> **PAGE EXCERPT**:
FMC and others v Intervention Board for Agricultural Produce and Ministry of Agriculture, Fisheries and Food: ECJ 8 Feb 1996

ECJ 1. Since, under the common organization of the markets in sheepmeat and goatmeat, the purpose of charging clawback is to avoid disruption of intra-Community trade arising from the application of the variable slaughter premium, it must be charged in such a way that it neutralizes the effect of the premium on departure from the region concerned of the products which benefited from it, without working to the advantage of producers in that region, as would be the case if the amount charged by way of clawback were lower than that of the premium granted, or affecting their competitive position, as would be the case if the clawback were higher than the premium.
There is no doubt that the first of the two options provided for by Regulation No 1922/92 relating to methods of calculating the clawback to be charged or to be reimbursed in the case of undue payment, which is available to traders who are in a position to supply proof to the competent authorities of the Member State concerned of the amount of the premium actually granted for products subject to clawback, is consistent with the objective pursued by the system of charging clawback, since it fixes the amount thereof at the same level as the premium granted.
As regards the proof that must be adduced in connection with the first option, it does not seem to be manifestly inappropriate for exporters to bear the burden of proof. Article 9(3) of Regulation No 1837/80 and Article 24(5) of Regulation No 3013/89, both establishing a common organization of the markets in sheepmeat and goatmeat, clearly laid down that the amount of the clawback was to be equal to that of the premium, so that a prudent trader, aware that he was liable to pay the clawback, had to take proper steps to obtain the necessary evidence attesting to the equivalence of the amounts in question.
Furthermore, the exporter knows the identity of the trader from whom he bought the products on which he is required to repay the clawback, so that he is best placed to adduce the requisite proof. Moreover, where it is impossible for the exporter to adduce such proof, Regulation No 1922/92 has by means of the second option provided for a different method of calculating the clawback.
The second option, which is based on the average value of the premium rates in force over a period of four weeks which must perforce include both the time when the product was first placed on the market and the time when it was exported, is likewise consistent with the purpose of clawback. On the one hand, it enables the fluctuations in clawback to be reduced significantly compared with those occurring under the old system of calculation, which was declared invalid, according to which the clawback was equal to the amount of the premium fixed solely for the week of export of the products concerned, and, on the other, the use of an average calculated over four weeks ensures that the amount of the clawback is as close as possible to that of the premium.
2. The requirement of proof laid down in Article 4(1) of Regulation No 1633/84, concerning the system for charging clawback within the common organization of the markets in sheepmeat and goatmeat, as amended by Article 1 of Regulation No 1922/92, and in Article 2 of the latter regulation, laying down the conditions for reimbursement of clawback unduly charged, is to be interpreted as meaning that traders are required to supply proof to the satisfaction of the competent authorities of the Member State concerned, in accordance with national law and within the period prescribed by Regulation No 1922/92, of the amount of the premium actually granted for products subject to clawback, provided that the applicable national rules do not affect the scope or effectiveness of Community law.

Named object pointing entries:
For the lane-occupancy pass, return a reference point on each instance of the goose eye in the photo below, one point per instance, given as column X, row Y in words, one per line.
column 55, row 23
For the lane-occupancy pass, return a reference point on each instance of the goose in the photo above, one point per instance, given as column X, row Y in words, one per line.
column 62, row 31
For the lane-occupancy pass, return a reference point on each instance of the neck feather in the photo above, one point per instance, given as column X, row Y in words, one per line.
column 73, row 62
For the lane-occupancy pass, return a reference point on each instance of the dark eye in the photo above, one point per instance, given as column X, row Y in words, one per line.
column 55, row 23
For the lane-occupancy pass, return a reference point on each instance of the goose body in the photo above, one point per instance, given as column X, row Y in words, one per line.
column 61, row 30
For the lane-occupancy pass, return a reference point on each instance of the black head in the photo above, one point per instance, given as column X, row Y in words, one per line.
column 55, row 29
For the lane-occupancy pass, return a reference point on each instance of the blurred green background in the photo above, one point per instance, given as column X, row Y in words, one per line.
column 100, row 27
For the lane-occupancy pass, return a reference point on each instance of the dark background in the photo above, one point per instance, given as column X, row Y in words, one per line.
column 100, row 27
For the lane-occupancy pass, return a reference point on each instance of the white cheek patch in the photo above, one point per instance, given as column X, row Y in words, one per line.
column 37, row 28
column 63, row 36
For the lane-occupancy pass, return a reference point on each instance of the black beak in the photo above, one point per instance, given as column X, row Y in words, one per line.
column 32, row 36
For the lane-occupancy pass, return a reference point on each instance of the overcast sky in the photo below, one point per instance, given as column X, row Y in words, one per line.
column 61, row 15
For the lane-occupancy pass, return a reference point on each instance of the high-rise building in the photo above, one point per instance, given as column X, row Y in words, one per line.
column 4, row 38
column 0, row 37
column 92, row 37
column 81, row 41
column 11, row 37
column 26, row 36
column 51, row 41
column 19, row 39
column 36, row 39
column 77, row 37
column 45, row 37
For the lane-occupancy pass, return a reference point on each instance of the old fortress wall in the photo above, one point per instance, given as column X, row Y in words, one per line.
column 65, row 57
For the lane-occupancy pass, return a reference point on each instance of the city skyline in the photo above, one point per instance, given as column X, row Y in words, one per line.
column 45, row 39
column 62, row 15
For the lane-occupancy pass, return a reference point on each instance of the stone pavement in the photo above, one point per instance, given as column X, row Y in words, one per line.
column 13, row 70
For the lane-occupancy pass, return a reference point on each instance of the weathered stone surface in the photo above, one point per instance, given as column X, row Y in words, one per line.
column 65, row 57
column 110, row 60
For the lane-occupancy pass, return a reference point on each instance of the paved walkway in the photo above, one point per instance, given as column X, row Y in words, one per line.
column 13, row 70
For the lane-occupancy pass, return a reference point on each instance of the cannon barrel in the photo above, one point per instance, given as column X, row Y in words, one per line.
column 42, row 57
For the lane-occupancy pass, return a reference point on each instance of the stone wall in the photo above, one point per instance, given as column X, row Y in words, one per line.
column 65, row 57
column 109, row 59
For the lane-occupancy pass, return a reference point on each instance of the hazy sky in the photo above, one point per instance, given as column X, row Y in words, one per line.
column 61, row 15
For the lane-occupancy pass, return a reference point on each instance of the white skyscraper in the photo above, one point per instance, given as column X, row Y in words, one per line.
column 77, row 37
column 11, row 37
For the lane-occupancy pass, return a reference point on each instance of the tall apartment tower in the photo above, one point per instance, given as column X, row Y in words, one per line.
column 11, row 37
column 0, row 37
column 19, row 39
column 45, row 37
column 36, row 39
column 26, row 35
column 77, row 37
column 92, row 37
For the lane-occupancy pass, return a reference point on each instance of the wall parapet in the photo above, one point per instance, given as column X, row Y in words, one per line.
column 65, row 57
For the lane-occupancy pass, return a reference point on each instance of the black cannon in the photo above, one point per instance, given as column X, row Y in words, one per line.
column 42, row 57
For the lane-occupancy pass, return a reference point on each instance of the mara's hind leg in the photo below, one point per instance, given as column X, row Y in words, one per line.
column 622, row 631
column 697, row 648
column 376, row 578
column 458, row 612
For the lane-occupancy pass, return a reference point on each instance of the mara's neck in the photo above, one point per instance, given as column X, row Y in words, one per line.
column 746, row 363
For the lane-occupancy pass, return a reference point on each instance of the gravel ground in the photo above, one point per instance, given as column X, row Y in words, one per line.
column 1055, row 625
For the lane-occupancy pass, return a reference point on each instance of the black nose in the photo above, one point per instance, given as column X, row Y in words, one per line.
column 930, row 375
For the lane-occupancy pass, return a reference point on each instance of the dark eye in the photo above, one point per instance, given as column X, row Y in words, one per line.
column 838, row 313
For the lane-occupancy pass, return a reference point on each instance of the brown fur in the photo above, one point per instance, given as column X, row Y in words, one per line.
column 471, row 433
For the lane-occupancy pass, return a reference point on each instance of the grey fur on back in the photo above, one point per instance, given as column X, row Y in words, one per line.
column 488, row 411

> **GIVEN TASK 1**:
Do these statements agree with the clawback ruling? (a) The clawback may be set lower than the premium granted. (b) The second option uses the average of premium rates over a period of four weeks. (c) Placing the burden of proof on exporters is manifestly inappropriate. Answer yes or no for each and quote the deciding words.
> **GIVEN TASK 2**:
Could you carry the clawback ruling further, picking up after its last sentence?

> **RESPONSE 1**:
(a) No: "without working to the advantage of producers in that region, as would be the case if the amount charged by way of clawback were lower than that of the premium granted"
(b) Yes: "based on the average value of the premium rates in force over a period of four weeks"
(c) No: "it does not seem to be manifestly inappropriate for exporters to bear the burden of proof"

> **RESPONSE 2**:
In that regard, and taking into account the duty of cooperation in good faith imposed on national authorities by Article 5 of the EC Treaty which forbids them to undermine either the effect or the effectiveness of Community law, the detailed procedural rules laid down by the applicable national law cannot be less favourable than those governing similar domestic procedures nor render virtually impossible or excessively difficult the implementation of Community legislation and thereby affect the exercise of rights conferred by the Community legal system.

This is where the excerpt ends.